_Task prompt_. Beneath this sentence is a set of records; write each of them out exactly.

═════ Available data ═════

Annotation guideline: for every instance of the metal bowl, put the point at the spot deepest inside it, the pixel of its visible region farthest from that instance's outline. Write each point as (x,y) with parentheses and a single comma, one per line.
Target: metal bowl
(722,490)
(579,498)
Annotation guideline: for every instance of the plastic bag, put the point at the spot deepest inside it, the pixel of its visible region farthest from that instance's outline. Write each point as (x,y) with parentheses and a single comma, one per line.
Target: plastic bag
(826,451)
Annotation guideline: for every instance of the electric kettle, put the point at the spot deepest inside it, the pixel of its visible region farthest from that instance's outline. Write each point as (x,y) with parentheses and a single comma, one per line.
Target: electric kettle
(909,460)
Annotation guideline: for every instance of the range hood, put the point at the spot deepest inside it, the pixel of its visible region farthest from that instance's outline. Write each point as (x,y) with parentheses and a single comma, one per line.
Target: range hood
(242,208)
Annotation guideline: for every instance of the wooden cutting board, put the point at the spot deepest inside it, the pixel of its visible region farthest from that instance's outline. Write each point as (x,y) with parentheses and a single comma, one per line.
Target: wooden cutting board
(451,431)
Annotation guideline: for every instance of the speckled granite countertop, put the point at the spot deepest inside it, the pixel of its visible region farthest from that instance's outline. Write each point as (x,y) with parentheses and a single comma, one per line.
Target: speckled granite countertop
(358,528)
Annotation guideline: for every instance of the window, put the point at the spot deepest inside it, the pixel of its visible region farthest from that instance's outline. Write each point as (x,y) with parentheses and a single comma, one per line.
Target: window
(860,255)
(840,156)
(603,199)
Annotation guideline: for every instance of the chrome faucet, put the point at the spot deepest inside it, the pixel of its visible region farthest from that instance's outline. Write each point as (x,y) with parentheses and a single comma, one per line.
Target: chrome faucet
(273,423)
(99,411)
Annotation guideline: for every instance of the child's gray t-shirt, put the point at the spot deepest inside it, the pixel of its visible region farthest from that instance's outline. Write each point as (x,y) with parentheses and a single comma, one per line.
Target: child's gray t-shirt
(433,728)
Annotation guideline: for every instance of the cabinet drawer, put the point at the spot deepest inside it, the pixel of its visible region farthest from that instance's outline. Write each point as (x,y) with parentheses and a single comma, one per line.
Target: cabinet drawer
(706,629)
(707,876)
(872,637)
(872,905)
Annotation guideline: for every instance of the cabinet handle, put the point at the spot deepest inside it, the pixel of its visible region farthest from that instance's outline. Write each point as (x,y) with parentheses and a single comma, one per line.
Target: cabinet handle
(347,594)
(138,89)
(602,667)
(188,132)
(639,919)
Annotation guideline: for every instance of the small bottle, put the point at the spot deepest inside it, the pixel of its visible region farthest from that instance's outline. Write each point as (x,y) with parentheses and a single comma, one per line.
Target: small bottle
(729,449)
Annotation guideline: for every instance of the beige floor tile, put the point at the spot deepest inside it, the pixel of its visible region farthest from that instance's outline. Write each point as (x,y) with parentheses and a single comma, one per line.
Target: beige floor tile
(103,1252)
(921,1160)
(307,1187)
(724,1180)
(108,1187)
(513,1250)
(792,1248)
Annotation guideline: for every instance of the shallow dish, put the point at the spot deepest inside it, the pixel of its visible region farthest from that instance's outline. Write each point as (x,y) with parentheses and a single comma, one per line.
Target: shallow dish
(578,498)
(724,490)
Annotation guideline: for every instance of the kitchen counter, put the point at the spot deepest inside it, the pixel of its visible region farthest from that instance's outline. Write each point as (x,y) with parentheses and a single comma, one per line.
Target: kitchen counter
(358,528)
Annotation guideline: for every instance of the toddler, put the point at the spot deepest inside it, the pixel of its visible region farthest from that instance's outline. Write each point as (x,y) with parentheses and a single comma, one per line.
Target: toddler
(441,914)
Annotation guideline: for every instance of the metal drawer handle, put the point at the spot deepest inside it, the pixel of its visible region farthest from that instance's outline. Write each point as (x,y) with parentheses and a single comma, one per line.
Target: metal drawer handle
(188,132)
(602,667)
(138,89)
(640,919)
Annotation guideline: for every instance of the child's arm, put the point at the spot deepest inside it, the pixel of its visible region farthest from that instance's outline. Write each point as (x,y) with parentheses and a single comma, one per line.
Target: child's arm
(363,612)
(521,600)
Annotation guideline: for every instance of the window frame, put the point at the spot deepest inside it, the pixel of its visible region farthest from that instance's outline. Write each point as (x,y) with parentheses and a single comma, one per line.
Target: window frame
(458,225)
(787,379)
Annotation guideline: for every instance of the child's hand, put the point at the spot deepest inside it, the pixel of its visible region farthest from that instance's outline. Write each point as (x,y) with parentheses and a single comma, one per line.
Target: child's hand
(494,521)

═════

_Response below_.
Annotation guideline: for every instance of the metal bowl, put the point at the spot deepest inside it, the pixel of its visible region farthest from that instance's outline. Write each point as (x,y) with parentheses and a single comma, one per line.
Target: metal bowl
(722,490)
(579,498)
Annotation guideline: for every instance of the plastic bag, put the point at the spot deepest inside it, the pixel of its visible region farthest from that instance's outline. Write each point as (x,y) with parentheses and a single comma, one per line.
Target: plastic bag
(826,451)
Annotation guideline: for every instance of the electric kettle, put the point at the spot deepest inside it, the pixel of its visible region farthest from that instance's outline. Write each point as (x,y) with parentheses and a single comma, one per line.
Target: electric kettle
(909,460)
Annotation guideline: for every instance of the range hood, put the point at the spot deepest inside it, the pixel of its visible region farthest from that instance's outline. Write each point as (x,y) with parentheses and a single comma, one per line.
Target: range hood
(242,208)
Annotation guideline: for every instance of the wooden cutting board, put the point at the spot deepest inside it, the pixel of its visible region farthest from that instance's outline. Write each point as (x,y) with parentheses and a single comma, one per line.
Target: wooden cutting board
(451,431)
Annotation guideline: for every instance of the speckled granite countertop, put the point at the spot deepest inside it, the pixel of its visible region farthest from that instance's outline. Write each point as (x,y) with parentheses and a single comma, one per line.
Target: speckled granite countertop
(358,528)
Annotation guideline: for every instance of the window, put the point at the spot deepest inside it, the pixel of its visible region farthest from that instance's outline. Write each point as (x,y) with parentheses and a single comma, one per line.
Target: window
(860,255)
(840,156)
(603,199)
Annotation guideline: for every instance of the chrome faucet, put the point at the spot deepest inside it, the pixel of its visible region farthest from that instance's outline. Write each point as (x,y) with parentheses and a single comma, one per line.
Target: chrome faucet
(273,423)
(99,411)
Annotation guideline: for every instance of the child's gray t-shirt, put the point at the spot deepest inside it, the pixel of its visible region farthest from that instance's outline. Write each point as (x,y) with parentheses and a single comma, one per line.
Target: child's gray t-shirt
(433,728)
Annotation guideline: for every instance of the cabinet drawer, put the point at the spot deepest inside it, the pixel of its visible region farthest from that instance's outline. Write each point as (x,y) with parentheses and a single comma, one per line.
Target: cabinet drawer
(706,629)
(707,876)
(872,637)
(872,905)
Annotation guideline: for every instance of the cabinet handle, put the point at the spot deepest inside it, the pixel of its visible region farthest from that instance's outline. Write each point as (x,y) with parentheses and a single comma, one per line.
Target: cabinet handle
(347,594)
(138,89)
(602,667)
(188,132)
(639,919)
Annotation guideline: for every instance of the small bottle, put the point at the spot deepest inside it, the pixel of its visible region farthest from that instance's outline. Write each point as (x,y) with parentheses and a single comma, one per line.
Target: small bottle
(729,449)
Annotation guideline: for every instance of the beige floor tile, put the point at the spot deepest inside it, the pixel of its visible region farthest from that instance's outline. Write each point as (x,y) with parentheses and a single comma, one per line.
Target: beige floor tile
(103,1252)
(921,1160)
(307,1187)
(724,1180)
(108,1187)
(513,1250)
(792,1248)
Annotation guideline: for every instance of the shallow dish, put the point at the spot deepest inside it, the pixel of its visible region farthest from that instance's outline. Write each point as (x,y) with parentheses and a single comma, one per line.
Target: shallow dish
(578,498)
(724,490)
Annotation guideline: for every instance of the kitchen counter, put the point at the spot deepest inside it, the pixel of its visible region farthest from that instance's outline. Write each point as (x,y) with parentheses and a single comma, one per line.
Target: kitchen counter
(358,528)
Annotation guideline: for every instance of the toddler, put the point at the spot deepest inside it, the pixel of its visible region farthest from that instance's outline. Write each point as (x,y) with parentheses and a single comma, one per line.
Target: toddler
(441,914)
Annotation guideline: for every instance of the metal drawer handle, put the point at the spot deepest inside it, the pixel of its visible region farthest from that instance's outline. Write each point as (x,y) with parentheses and a single comma, one per line.
Target: metal drawer handle
(188,132)
(602,667)
(138,89)
(640,919)
Annotation guideline: for every instance of the child's arm, put the point at the spot deepest inside it, the pixel of its visible region farthest from that instance's outline. Write each point as (x,y) with parentheses and a single comma, one per line.
Target: child's arm
(363,612)
(521,600)
Annotation guideline: for every instance of the window frame, put the point at the spot deepest inside it, the pixel of its visible region farthest from that instance's outline. Write each point as (x,y) with parentheses and a single comma, one per line.
Target: window frame
(458,225)
(787,379)
Annotation guideline: for every instance of the child's hand, put the point at the spot deepest inside it, the pixel of its visible region farthest from that instance's outline. Write each point as (x,y) with parentheses and a single comma, one per line.
Target: child's hand
(494,521)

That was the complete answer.